**MATERIALS PROVIDED**

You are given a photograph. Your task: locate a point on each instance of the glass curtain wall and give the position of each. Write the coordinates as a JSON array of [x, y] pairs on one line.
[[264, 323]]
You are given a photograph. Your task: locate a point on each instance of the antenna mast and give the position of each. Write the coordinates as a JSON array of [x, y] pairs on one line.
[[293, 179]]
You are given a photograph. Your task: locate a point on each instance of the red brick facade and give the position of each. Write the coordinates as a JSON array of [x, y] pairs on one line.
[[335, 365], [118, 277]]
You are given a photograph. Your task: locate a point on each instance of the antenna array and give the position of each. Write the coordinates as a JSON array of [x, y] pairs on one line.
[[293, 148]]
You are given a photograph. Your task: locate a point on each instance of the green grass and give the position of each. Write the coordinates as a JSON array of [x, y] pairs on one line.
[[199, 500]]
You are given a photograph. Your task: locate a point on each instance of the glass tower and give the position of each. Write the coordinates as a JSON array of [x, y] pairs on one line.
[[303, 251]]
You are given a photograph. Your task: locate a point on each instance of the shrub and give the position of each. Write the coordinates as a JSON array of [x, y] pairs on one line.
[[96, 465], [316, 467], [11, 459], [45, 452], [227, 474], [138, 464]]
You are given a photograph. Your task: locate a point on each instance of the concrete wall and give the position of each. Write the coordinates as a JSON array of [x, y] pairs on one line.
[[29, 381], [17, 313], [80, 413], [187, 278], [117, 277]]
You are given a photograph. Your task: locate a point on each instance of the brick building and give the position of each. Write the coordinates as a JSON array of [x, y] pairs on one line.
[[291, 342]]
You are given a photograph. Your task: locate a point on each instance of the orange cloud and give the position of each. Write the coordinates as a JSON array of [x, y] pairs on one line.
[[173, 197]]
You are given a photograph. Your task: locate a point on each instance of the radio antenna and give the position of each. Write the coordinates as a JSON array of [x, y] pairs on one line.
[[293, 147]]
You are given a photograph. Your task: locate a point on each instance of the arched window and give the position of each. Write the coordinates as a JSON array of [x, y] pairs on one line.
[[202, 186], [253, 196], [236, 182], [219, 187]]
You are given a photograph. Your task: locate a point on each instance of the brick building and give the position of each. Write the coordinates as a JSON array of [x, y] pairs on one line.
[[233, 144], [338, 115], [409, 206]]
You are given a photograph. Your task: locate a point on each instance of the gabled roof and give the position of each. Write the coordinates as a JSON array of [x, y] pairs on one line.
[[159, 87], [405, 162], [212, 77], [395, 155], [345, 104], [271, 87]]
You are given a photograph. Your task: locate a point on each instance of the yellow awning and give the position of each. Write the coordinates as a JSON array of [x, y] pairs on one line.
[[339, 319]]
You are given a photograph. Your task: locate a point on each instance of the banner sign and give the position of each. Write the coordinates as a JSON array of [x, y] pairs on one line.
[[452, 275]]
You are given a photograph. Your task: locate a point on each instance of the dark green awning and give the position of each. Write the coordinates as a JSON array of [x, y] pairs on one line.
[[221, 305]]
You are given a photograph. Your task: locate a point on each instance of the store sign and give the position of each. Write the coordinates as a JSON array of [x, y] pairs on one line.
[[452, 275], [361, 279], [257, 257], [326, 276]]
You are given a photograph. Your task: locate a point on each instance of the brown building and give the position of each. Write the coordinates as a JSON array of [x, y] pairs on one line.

**EXERCISE DIRECTIONS**
Each line from the one that contains "of the dark" through the end of the records must be repeated exactly. No other line belongs in the answer.

**TASK RESULT**
You are given a photograph. Your task: locate a point on each instance of the dark green awning and give the position of each. Write the coordinates as a JSON array of [x, y] pairs on one line.
[[221, 305]]
You are given a photograph. Your task: locate a point on each instance of the store sign and give the position of each. Write the coordinates as a JSON array of [x, y] pairs on one line.
[[452, 275], [361, 279], [257, 257], [326, 276]]
You are given a photograph. Your task: locate a point on each instance of the brown building and give the position of each. Write the coordinates as a JSON array of [x, y] pairs on one line.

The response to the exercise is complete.